(Collected data)
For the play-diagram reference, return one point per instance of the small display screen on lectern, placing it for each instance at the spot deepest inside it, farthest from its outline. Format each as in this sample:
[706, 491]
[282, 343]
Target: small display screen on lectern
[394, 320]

* * *

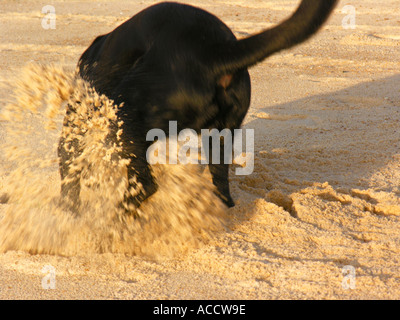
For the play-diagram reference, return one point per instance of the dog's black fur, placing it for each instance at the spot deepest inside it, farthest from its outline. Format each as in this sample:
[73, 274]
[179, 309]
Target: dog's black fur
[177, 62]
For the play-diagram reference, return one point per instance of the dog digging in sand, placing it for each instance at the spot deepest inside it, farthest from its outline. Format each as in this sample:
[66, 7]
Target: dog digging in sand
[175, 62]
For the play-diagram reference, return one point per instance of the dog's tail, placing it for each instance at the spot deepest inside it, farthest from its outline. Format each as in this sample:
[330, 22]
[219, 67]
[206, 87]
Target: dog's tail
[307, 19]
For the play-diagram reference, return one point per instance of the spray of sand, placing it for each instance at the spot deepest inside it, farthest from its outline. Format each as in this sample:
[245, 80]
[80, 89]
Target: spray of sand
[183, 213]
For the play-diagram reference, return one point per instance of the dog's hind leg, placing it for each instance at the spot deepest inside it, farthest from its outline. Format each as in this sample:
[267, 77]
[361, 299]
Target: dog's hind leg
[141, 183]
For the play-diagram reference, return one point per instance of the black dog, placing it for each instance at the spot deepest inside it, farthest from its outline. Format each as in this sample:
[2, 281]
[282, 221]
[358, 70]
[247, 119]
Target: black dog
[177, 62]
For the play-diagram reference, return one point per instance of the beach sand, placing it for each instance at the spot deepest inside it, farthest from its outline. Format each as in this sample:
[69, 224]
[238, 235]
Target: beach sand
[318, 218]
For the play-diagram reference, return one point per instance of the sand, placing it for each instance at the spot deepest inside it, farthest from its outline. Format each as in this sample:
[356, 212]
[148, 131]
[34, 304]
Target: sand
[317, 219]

DIRECTIONS:
Please work out how many lines in the records hold the string "return", and give only the number.

SOLUTION TO THIS EXERCISE:
9